**Task requirements**
Copy the lines below word for word.

Annotation dataset entries
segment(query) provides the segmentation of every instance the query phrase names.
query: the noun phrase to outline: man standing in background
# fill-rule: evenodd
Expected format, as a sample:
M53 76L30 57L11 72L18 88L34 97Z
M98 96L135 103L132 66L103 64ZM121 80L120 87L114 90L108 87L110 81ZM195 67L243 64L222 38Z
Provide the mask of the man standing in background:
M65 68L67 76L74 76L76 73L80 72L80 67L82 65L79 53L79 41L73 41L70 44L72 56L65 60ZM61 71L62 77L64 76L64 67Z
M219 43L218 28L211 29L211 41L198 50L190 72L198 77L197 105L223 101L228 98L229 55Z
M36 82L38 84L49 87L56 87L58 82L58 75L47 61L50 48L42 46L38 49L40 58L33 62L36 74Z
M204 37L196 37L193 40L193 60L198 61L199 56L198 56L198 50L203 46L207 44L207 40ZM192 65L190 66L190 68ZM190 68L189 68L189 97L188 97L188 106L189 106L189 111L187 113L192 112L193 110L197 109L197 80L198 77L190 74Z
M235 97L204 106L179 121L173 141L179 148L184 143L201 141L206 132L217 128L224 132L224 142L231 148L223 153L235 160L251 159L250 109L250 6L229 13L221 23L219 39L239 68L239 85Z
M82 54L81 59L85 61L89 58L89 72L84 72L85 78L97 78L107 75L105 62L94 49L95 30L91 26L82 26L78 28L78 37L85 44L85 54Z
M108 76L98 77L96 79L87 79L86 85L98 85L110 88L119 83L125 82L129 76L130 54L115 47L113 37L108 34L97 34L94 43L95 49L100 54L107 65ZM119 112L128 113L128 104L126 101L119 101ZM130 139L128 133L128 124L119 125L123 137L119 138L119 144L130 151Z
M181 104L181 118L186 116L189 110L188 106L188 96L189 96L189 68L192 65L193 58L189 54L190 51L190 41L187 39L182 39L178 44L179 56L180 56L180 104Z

**Exercise response**
segment(query) provides the segmentation of every instance the query phrase names.
query: the noun phrase to outline: man standing in background
# fill-rule: evenodd
Expected format, as a sample:
M53 76L30 57L11 72L18 88L34 97Z
M98 96L135 103L132 66L103 64ZM121 80L120 87L114 90L108 87L110 81ZM195 67L243 64L222 38Z
Provide the mask of the man standing in background:
M65 68L67 76L74 76L76 73L80 72L80 67L82 65L79 53L79 41L73 41L70 44L72 56L65 60ZM61 71L62 77L64 76L64 67Z
M219 43L218 28L211 29L211 41L198 50L190 72L198 77L197 105L223 101L228 98L229 55Z
M36 82L38 84L49 87L56 87L58 82L58 75L47 61L50 48L42 46L38 49L40 58L33 62L36 74Z
M204 37L196 37L193 40L193 60L198 61L199 56L198 56L198 50L203 46L207 44L207 40ZM192 65L190 66L190 68ZM190 68L189 68L189 97L188 97L188 106L189 106L189 111L187 113L192 112L193 110L197 109L197 80L198 77L190 74Z
M235 97L204 106L179 121L173 141L179 148L184 143L201 141L206 132L217 128L224 132L224 142L231 148L223 153L235 160L251 159L250 109L250 6L229 13L221 23L219 39L239 68L239 85Z
M82 54L81 59L85 61L89 58L89 72L84 72L85 78L97 78L107 75L105 62L94 49L95 30L91 26L82 26L78 28L78 37L85 44L85 54Z
M108 76L98 77L96 79L87 79L86 85L98 85L110 88L119 83L125 82L129 76L130 54L115 47L113 37L108 34L97 34L94 43L95 49L100 54L107 65ZM119 112L128 113L128 104L126 101L119 101ZM130 139L128 133L128 124L119 125L123 137L119 138L119 144L130 151Z
M181 104L181 118L186 116L189 110L188 106L188 96L189 96L189 68L192 65L193 58L189 54L190 51L190 41L187 39L182 39L178 44L179 56L180 56L180 104Z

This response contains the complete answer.